> Textauszug:
——

Wie lange wir so dahingefahren waren, konnte ich nicht berechnen, ein Licht, das vor uns auftauchte, riß uns aus unserem trüben Sinnen. Wir hielten vor einem kleinen Hause. ›Laß mich fragen,‹ bat ich Fritz, stieg aus und bat um Einlaß, und wieder wurde ich abgewiesen. Eine Frau stand in der Tür: ›Das Haus ist übervoll, Madame, wir haben selbst nichts zu essen!‹ Schon wollte ich verzweifelt wieder umkehren, da drängte sich ein kleines Mädchen vor und rief: ›Ich gebe der armen Frau mein Bettchen‹, und ihre kleine Hand griff nach meinem Kleid. Da übermannte mich die Schwäche, und ich brach in Tränen aus. Nun zog mich auch die Frau mitleidig hinein, und Fritz folgte. In einem ziemlich engen Zimmer, in das uns die Frau führte, saßen mehrere preußische Soldaten, die etwas erstaunt auf die späten Gäste blickten. Einige putzten ihre Gewehre, andere saßen am Tisch und löffelten eine dampfende Suppe, ein bärtiger Krieger hatte ein kleines Kind der Wirtin auf dem Schoß und blies sinnend den Rauch seiner Pfeife in die Luft. Später erzählte er mir, er habe ein Weib und zwei Kinder daheim. Wir wurden bald miteinander bekannt, und die Soldaten behandelten mich voll teilnehmender Ritterlichkeit. Als sie hörten, daß wir von Mundolsheim über Stehfelden kamen, blickten sie sich ganz erstaunt an; endlich sagte der eine: ›Sapperlot, das tut Ihnen nicht leicht eine zweite nach, da heißt es »Gott befohlen«.‹
Ich erzählte ihnen nun, daß meine Kinder in Straßburg seien, und wieder überwältigten mich Schwäche, Angst und Aufregung, und ich begann zu weinen. Fritz suchte mich zu trösten; da sagte der eine Soldat: ›Sehen Sie mal her, Sie haben gewiß noch kein Zündnadelgewehr gesehen,‹ und er begann mir die einzelnen Teile zu erklären, und wenn er sah, daß ich immer wieder zusammenzuckte, wenn der Kanonendonner erdröhnte, sagte er: ›Sie müssen aufpassen, das ist 'ne ungeheuer wichtige Sache!‹ Dem Wackeren zuliebe, der sich so eifrig bemühte, meine traurigen Gedanken zu zerstreuen, lenkte ich krampfhaft meine Aufmerksamkeit auf das Gewehr. So verging die Zeit; die Wirtin kam und führte mich in ein winziges Kämmerchen, wo sie mir ein Lager zurechtgemacht hatte, während Fritz neben den Soldaten einen Platz fand. Da lag ich denn die lange Nacht, mein kleiner Lichtrest war bald niedergebrannt; ohne Unterlaß erdröhnten die Geschütze, ich versuchte meine Gedanken abzulenken und an meine Buben, an die schöne Vergangenheit und an eine vielleicht heitere Zukunft zu denken, vergeblich, – ich hörte immer wieder das Dröhnen da draußen. Das Bombardement schien immer stärker zu werden, in meiner Angst versuchte ich zu beten, und zuletzt sagte ich nur immer die Worte vor mich hin: ›Vater, der du die Kinder liebst‹, so wie meine Kinder allabendlich beteten, und darüber wurde ich ruhiger, und von neuem zog die Hoffnung in mein Herz ein.

——

> Daten zur Aufgabe:
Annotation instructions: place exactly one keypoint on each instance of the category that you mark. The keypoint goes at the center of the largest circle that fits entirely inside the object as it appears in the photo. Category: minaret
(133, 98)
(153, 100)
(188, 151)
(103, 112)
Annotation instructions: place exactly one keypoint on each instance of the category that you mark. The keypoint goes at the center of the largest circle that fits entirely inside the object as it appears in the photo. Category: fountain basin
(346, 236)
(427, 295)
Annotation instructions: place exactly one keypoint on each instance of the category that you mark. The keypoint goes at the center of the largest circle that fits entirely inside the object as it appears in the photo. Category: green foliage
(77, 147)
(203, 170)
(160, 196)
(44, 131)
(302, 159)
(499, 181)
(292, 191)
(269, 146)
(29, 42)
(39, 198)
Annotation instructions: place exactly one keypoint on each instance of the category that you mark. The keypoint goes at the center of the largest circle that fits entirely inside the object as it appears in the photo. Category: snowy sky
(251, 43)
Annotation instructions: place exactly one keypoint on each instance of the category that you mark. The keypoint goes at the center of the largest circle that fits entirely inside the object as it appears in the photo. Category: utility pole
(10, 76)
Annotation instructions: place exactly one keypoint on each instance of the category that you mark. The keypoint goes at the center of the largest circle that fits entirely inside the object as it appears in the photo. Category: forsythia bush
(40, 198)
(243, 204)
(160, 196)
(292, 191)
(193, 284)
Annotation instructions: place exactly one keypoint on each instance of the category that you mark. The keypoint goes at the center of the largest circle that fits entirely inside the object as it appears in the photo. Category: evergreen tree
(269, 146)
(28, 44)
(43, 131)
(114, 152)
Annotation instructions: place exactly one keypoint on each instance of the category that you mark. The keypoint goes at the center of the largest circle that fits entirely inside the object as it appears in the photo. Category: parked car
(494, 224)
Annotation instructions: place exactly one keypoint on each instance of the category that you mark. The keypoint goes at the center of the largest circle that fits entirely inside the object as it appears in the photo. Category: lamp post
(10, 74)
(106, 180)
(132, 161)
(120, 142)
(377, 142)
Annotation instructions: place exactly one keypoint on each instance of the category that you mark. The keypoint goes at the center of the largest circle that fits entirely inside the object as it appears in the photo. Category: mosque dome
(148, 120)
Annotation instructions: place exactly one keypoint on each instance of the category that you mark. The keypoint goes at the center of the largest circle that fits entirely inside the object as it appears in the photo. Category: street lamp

——

> Anforderungen:
**1.** Filtere aus der Liste jede Zeile heraus, die die Zeichenfolge „lamp“ enthält. Achte dabei auf Groß- und Kleinschreibung.
**2.** Führe die Erzählung von der Nacht im Quartier bei den preußischen Soldaten nach ihrem letzten Satz weiter.

> Schriftliche Antworten:
**1.**
Annotation instructions: place exactly one keypoint on each instance of the category that you mark. The keypoint goes at the center of the largest circle that fits entirely inside the object as it appears in the photo. Category: lamp post
Annotation instructions: place exactly one keypoint on each instance of the category that you mark. The keypoint goes at the center of the largest circle that fits entirely inside the object as it appears in the photo. Category: street lamp

**2.**
Am andern Morgen um sechs Uhr brachen wir bei heftigem Regenwetter nach Gravestaten auf. Fritz war rührend in seiner Sorge um mich, was wäre aus mir ohne den treuen Freund geworden! Unser Weg ging immer dicht an der Schußlinie entlang, vorbei an dem Artilleriepark, der den wesentlichsten Angriffspunkt für die französischen Geschütze bildete. Nachher erst erfuhren wir, daß wir einen verbotenen Weg gefahren waren. Deutlich konnten wir die Baracken sehen, wo die Granaten gefüllt wurden. In zahllosen Reihen aufgestellt, sahen wir die Kanonen. Krieg überall, Krieg, wohin wir blickten. Über Straßburg hingen wieder die dunkeln Wolken, und über uns sauste und zischte es, und stumm saßen wir, darauf gefaßt, jede Minute von einer Kugel getroffen zu werden. Auf den Schienen standen leere Waggons, wohl dazu bestimmt, bei einem Zurückziehen der Truppen diese aufzunehmen. Merkwürdigerweise begegneten wir fast niemand, und unser Geleitschein wurde erst in Gravestaten, das wir um zwölf Uhr erreichten, verlangt; dieses ist durch die Ortschaft Illkirch mit Straßburg verbunden, auch hier war alles von Militär überfüllt.
Hunderte von Flüchtlingen, die vor dem steigenden Wasser der Festungsgräben um Straßburg hier Zuflucht gesucht hatten, kampierten mit Hab und Gut an beiden Seiten der Chaussee; ohne Schutz, ohne Obdach, jeder Unbill der Witterung ausgesetzt, lagerten sie da, immer in Gefahr, von den Kugeln getroffen zu werden. Bleiche, durch Angst und Entbehrung entstellte Gesichter sahen mich an; ich fragte einige, ob sie etwas von Straßburgs inneren Verhältnissen wüßten, aber auch sie konnten mir keine Auskunft geben, welche Straßen zerstört wären. Viele von ihnen hatten auch Angehörige in der Festung. Ich sah, wie die Kinder angstvoll sich an ihre Mütter klammerten. Hier und da hatte man Hütten errichtet, in denen man die Kranken untergebracht hatte. Immer furchtbarer trat mir der Jammer des Krieges vor Augen bei dem Anblick dieses Elendes.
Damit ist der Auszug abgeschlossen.